### THE PROBLEM
Please copy, with no word changed, only the run of lines that opens with the line containing "Query: fireplace" and closes with the last line below.

### Dataset items
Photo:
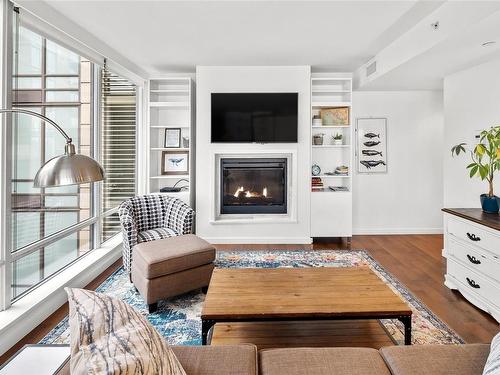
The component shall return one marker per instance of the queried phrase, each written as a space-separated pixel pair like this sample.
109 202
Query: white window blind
118 145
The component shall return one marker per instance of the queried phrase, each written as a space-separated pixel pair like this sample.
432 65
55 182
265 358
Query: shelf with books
331 150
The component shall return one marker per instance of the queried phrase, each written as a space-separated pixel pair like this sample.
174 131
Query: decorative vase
490 205
318 139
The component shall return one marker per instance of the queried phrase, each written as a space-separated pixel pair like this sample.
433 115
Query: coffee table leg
406 320
205 329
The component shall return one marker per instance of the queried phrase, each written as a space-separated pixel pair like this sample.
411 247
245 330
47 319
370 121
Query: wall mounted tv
254 117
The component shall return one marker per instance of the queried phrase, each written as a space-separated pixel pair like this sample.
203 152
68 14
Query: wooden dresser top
476 215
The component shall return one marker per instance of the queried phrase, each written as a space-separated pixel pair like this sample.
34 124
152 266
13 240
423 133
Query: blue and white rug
178 319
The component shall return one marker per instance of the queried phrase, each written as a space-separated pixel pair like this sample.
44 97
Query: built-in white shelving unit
170 105
331 211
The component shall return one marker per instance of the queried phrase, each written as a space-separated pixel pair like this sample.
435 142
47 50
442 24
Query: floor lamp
67 169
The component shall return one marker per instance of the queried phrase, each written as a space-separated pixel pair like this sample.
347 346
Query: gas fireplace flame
247 193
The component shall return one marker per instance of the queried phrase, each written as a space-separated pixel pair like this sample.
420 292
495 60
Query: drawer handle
473 237
473 259
472 283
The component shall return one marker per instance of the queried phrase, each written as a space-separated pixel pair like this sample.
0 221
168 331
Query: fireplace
253 186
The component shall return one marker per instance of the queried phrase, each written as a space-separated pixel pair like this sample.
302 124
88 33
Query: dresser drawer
475 258
473 282
474 235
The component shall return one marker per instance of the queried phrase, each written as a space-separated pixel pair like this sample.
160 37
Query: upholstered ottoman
172 266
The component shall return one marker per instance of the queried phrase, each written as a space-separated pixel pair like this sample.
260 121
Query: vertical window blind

### REPLY
Query: fireplace
253 186
The component shall return one marker per instance of the queried phrase, each written as a space-separated pixel pair like this sample.
302 124
88 33
Query: dresser drawer
475 258
473 282
474 235
The component shall return one marker per instance of the queried phrase, each written as a space-separated pixel pair like this sample.
160 37
Query: upholstered ottoman
172 266
The component shall return one marker per instance of the queried phrase, each written as a space-separated pixel pair like this sample.
260 121
Query: vertical window blind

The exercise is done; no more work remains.